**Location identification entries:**
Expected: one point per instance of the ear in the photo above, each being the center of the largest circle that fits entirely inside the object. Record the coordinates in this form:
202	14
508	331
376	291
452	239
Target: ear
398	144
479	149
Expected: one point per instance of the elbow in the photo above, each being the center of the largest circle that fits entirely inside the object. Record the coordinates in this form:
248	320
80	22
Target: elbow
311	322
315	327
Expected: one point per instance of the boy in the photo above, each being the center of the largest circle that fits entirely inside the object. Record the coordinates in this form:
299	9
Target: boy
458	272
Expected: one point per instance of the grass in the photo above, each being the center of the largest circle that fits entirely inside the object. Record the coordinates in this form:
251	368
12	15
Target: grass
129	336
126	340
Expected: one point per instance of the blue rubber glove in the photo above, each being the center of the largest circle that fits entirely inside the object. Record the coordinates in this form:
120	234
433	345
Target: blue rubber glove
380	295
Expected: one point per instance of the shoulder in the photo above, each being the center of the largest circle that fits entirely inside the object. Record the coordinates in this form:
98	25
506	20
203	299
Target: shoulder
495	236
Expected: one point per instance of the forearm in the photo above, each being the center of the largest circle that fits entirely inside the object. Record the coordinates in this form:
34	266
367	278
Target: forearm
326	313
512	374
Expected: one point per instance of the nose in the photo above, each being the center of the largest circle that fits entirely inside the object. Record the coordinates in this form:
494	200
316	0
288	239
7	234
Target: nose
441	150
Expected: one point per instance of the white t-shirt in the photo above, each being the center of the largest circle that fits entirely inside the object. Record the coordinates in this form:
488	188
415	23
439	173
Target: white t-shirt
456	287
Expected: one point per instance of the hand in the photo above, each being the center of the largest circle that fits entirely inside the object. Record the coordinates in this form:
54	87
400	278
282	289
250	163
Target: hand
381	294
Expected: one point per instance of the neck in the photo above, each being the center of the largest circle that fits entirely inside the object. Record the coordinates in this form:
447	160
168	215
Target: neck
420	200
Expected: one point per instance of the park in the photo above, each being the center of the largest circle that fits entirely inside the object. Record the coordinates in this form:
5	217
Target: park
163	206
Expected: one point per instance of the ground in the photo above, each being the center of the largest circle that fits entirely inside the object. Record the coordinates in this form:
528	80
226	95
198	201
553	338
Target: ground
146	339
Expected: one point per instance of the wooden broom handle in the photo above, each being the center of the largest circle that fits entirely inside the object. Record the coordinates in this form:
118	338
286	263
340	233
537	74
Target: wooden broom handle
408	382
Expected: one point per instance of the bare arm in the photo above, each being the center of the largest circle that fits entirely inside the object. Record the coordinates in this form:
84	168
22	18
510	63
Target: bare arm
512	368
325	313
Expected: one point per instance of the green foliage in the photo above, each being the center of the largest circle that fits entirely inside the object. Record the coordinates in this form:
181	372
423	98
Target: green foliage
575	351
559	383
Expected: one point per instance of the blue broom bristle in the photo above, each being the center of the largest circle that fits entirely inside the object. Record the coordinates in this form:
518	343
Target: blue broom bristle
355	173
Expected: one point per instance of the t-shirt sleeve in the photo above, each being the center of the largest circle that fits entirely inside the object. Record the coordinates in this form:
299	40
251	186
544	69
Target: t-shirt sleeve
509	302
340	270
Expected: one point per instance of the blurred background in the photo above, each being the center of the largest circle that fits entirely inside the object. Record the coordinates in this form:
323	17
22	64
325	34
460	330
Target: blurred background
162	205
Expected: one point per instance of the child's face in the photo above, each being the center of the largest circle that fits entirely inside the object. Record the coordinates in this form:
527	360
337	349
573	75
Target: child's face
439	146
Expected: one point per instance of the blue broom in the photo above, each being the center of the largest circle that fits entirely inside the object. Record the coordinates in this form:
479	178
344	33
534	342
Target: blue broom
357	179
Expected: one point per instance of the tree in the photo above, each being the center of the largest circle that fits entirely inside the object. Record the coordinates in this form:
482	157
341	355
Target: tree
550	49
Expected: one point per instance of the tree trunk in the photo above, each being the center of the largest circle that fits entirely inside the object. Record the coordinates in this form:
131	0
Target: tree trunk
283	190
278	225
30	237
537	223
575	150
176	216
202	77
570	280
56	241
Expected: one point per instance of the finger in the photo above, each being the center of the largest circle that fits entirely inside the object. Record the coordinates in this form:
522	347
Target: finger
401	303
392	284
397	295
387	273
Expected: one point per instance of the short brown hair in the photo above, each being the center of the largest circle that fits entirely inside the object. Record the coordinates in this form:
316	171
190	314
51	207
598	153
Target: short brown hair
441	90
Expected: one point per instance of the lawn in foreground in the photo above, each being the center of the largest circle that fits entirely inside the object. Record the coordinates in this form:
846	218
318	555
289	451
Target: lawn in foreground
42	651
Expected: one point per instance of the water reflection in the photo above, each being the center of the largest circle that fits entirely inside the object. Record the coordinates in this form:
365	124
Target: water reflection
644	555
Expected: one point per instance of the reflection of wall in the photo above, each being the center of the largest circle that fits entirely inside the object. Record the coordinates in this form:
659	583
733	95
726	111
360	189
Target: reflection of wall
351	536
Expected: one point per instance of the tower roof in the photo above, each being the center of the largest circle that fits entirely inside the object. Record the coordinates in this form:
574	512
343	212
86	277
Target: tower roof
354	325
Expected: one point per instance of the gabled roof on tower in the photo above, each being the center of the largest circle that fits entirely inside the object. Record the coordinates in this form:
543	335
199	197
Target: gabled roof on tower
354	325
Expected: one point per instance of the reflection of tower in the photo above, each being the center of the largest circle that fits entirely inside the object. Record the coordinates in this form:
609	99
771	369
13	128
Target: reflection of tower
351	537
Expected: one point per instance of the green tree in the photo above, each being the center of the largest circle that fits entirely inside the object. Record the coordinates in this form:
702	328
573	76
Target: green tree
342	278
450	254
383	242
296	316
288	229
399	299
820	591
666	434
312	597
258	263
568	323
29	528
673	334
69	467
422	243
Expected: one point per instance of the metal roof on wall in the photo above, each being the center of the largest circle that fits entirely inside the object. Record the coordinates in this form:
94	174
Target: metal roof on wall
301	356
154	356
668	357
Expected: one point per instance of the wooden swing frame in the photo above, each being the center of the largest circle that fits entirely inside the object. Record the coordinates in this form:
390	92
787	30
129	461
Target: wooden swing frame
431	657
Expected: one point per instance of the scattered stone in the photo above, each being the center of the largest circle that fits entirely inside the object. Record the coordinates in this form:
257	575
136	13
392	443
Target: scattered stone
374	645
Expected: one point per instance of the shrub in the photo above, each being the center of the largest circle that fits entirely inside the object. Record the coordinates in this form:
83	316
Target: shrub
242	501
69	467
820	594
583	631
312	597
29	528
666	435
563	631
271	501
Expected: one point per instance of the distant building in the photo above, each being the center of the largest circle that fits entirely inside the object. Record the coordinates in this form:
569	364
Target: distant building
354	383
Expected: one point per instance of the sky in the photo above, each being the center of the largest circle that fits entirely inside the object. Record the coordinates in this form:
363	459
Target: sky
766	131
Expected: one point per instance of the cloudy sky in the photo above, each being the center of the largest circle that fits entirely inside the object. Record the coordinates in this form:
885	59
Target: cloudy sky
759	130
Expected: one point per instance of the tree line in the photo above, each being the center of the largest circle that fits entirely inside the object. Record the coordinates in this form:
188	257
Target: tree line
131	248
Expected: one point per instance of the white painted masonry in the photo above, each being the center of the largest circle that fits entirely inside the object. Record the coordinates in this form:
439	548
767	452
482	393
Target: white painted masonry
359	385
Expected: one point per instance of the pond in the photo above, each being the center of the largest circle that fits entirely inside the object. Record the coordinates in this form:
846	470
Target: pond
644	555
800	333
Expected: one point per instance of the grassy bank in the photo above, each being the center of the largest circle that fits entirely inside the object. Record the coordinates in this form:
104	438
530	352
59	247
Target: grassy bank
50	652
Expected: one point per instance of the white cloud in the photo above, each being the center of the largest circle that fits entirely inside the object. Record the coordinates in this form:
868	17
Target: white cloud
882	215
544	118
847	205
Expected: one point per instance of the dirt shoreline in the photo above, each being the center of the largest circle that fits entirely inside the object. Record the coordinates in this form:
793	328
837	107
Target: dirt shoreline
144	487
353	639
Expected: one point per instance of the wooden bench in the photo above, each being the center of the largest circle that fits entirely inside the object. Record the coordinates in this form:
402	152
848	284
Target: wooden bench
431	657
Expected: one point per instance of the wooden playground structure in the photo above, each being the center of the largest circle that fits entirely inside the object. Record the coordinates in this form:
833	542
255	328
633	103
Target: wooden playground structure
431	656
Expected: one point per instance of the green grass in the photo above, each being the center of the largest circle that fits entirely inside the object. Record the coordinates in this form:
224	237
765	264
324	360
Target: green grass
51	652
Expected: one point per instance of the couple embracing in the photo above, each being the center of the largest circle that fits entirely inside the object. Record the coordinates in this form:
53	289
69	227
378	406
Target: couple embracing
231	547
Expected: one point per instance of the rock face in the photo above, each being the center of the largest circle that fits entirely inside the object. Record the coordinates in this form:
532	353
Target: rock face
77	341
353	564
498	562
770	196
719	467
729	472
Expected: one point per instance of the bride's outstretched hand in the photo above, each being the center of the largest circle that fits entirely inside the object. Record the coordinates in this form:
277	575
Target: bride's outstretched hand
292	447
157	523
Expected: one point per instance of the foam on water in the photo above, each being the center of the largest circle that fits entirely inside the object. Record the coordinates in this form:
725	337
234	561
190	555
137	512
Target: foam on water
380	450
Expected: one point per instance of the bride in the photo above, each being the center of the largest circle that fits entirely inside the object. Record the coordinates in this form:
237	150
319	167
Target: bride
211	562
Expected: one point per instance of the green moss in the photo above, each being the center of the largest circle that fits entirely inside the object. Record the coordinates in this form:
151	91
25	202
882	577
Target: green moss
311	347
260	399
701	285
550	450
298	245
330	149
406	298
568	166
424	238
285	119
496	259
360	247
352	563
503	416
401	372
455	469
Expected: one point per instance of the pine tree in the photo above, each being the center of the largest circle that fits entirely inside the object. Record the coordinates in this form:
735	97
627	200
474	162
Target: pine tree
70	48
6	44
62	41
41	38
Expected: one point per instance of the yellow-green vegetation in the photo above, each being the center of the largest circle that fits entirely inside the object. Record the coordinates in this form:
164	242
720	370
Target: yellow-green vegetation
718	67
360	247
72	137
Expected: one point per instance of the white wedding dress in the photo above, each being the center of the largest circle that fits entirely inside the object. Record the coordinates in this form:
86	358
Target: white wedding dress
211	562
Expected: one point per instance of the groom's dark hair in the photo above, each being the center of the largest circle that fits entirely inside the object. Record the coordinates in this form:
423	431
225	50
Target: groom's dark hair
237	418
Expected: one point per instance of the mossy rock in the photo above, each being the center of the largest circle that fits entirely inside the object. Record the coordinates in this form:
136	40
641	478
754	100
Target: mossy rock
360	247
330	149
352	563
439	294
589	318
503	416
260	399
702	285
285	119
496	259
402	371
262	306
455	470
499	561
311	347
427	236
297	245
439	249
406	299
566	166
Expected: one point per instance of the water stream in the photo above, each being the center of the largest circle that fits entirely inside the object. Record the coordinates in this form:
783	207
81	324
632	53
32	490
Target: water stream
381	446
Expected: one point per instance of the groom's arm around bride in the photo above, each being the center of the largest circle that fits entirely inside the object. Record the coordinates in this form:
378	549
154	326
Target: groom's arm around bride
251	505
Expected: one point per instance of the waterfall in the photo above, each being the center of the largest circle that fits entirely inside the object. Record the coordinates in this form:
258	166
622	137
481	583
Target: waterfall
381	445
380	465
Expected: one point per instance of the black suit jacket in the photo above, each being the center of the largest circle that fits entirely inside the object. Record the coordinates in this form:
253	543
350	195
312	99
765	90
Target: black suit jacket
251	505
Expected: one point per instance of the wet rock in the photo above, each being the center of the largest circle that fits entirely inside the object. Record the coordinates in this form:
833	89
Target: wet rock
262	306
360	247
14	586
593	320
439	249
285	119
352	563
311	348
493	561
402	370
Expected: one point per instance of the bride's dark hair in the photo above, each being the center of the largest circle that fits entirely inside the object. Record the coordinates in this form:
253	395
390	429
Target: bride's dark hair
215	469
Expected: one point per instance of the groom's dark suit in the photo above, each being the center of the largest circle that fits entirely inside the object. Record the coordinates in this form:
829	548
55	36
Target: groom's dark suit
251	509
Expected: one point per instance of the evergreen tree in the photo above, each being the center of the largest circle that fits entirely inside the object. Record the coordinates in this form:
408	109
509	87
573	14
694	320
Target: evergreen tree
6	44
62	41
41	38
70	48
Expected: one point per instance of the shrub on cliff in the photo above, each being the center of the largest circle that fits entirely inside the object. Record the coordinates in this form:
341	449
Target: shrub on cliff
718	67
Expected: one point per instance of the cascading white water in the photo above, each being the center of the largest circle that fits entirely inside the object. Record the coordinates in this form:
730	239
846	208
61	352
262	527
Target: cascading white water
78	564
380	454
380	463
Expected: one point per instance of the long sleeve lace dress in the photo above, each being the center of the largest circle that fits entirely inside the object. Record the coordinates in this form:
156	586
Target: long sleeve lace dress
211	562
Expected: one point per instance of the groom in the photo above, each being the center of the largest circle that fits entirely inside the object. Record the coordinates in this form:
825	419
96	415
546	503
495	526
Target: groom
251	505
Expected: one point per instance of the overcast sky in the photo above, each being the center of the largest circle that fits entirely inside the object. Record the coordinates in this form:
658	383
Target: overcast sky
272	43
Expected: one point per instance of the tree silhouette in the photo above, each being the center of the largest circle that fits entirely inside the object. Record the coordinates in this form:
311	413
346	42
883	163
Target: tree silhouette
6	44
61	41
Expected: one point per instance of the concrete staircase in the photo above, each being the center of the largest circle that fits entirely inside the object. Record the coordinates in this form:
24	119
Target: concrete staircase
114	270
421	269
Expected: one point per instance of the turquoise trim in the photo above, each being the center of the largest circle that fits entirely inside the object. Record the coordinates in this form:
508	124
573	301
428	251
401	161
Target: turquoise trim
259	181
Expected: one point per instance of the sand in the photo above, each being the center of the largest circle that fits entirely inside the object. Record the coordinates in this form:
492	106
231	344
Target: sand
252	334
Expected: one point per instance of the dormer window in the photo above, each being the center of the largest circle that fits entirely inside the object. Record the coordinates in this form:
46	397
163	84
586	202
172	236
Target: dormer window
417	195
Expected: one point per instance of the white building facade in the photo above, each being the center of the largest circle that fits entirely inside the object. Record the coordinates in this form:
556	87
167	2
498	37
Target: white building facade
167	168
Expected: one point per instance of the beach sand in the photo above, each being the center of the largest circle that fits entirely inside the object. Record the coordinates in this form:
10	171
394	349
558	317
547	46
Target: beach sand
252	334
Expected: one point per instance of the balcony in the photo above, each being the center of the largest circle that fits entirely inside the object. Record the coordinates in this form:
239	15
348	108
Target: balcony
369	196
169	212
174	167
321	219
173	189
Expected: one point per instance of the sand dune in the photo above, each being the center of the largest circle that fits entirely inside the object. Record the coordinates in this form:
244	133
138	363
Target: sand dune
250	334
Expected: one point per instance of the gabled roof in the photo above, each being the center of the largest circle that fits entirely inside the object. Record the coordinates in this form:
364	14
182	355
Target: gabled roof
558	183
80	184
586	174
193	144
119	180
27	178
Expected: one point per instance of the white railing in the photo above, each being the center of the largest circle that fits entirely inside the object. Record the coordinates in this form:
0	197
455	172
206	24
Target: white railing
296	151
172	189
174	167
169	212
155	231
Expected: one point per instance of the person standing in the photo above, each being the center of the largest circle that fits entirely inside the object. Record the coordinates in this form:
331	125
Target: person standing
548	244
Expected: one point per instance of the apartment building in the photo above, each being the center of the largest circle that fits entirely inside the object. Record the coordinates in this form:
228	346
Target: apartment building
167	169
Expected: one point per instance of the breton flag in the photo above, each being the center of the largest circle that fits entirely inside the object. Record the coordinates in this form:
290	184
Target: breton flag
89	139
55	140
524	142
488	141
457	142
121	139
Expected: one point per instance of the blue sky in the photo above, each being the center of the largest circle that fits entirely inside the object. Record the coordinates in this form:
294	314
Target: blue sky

**REQUIREMENTS:** Starting with the line that contains "Expected: one point per instance of the apartment", write out each line through the end of the listing, exactly as it appears, and include nothing else.

**WORKED ANSWER:**
Expected: one point per instance of the apartment building in the photo above, each being the center of the largest circle that fits entirely inside the object. Record the coordinates in this form:
228	346
Target: apartment building
167	169
Expected: one point per instance of the breton flag in the photo above, each being the center of the largest circle that fits entirely inside the object. Record the coordinates in this form:
290	184
Target: breton flag
89	139
55	140
524	142
488	141
457	142
121	139
Expected: one point per instance of the blue sky in the photo above, each being the center of the largest circle that fits entirely inside the object. Record the coordinates in this form:
294	314
Target: blue sky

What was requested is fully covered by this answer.